▶ **WHAT THIS EXERCISE ASKS**
1. Using the article on PAGCOR licensing, explain in one to three sentences why ordinary promotional raffles and consumer giveaways usually do not need a PAGCOR gaming license.
2. Reproduce the passage of the article on PAGCOR licensing from "Raffles may be" up to and including "or gambling activity.".
3. List every type of giveaway that the article on PAGCOR licensing identifies.
─── TEXT SECTION ───
A common question is whether a PAGCOR license is required for prize giveaways and raffles. The answer is: usually, ordinary promotional raffles and consumer giveaways do not require a PAGCOR gaming license if they are legitimate sales promotions and not gambling operations. However, they may require a sales promotion permit from the Department of Trade and Industry, and in some cases may fall under other regulators depending on their mechanics.

PAGCOR becomes relevant when the activity involves games of chance, gambling, gaming operations, betting, wagering, casinos, online gaming, or games where participants pay consideration for a chance to win prizes in a manner resembling regulated gaming.

This article discusses the Philippine legal framework, the distinction between lawful promotions and gambling, when PAGCOR may be involved, DTI sales promotion permits, raffle mechanics, online giveaways, influencer promotions, penalties, and practical compliance steps.


II. Key Legal Concepts

A. Giveaway

A giveaway is generally a marketing activity where a person or business gives prizes, products, vouchers, cash, or other benefits to selected recipients.

Giveaways may be:

  1. Purely gratuitous, where participants pay nothing and are chosen by the organizer;
  2. Promotional, where entry is tied to buying a product, following a page, sharing content, or registering;
  3. Contest-based, where winners are selected based on skill, creativity, merit, or judging criteria;
  4. Chance-based, where winners are selected randomly.

The legal treatment depends on whether there is consideration, chance, and prize.

B. Raffle

A raffle is usually a chance-based promotion where participants receive entries, tickets, codes, or chances to win a prize through a random draw.

Raffles may be lawful when conducted as approved sales promotions, charitable fundraising activities, or private promotions that comply with applicable rules. They may become problematic when they resemble an unauthorized lottery or gambling activity.
─── COLLECTED MATERIAL ───
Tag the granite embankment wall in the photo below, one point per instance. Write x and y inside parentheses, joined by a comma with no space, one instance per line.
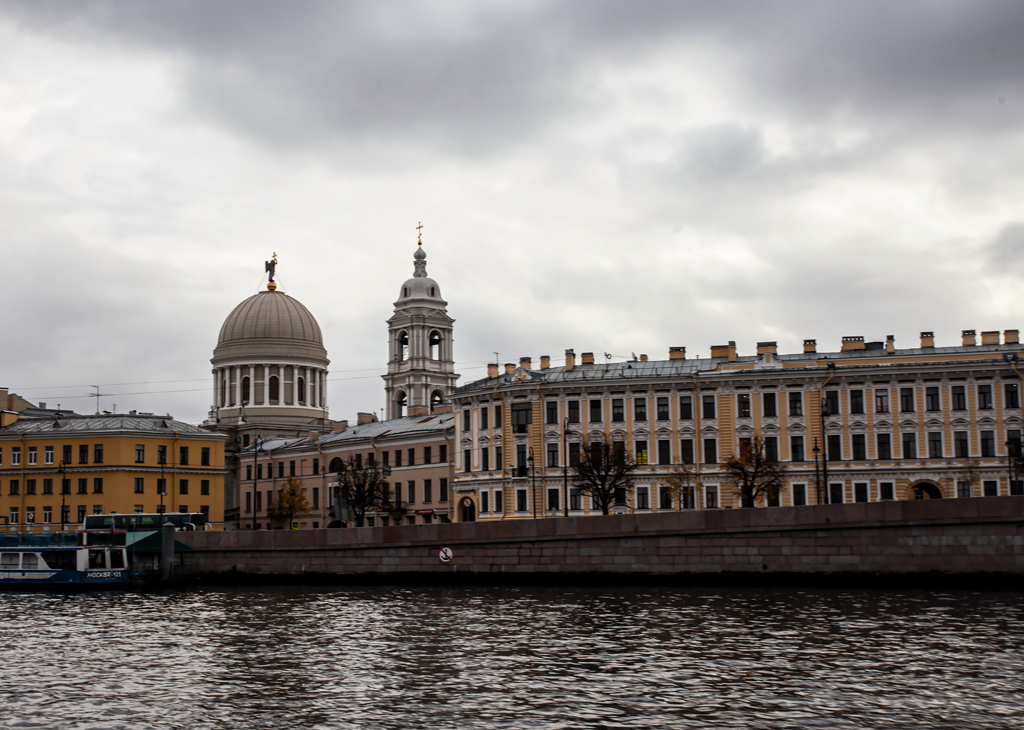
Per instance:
(983,535)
───
▶ **WORKED ANSWERS**
1. They usually do not need a PAGCOR gaming license because, when legitimate, they are sales promotions and not gambling operations. PAGCOR becomes relevant only when an activity involves games of chance, gambling, betting, wagering, casinos, online gaming, or paying consideration for a chance to win prizes in a way that resembles regulated gaming. Such promotions may still need a sales promotion permit from the Department of Trade and Industry.

2.
Raffles may be lawful when conducted as approved sales promotions, charitable fundraising activities, or private promotions that comply with applicable rules. They may become problematic when they resemble an unauthorized lottery or gambling activity.

3.
- Purely gratuitous: participants pay nothing and the organizer chooses them.
- Promotional: entry is tied to buying a product, following a page, sharing content, or registering.
- Contest-based: winners are selected on skill, creativity, merit, or judging criteria.
- Chance-based: winners are selected randomly.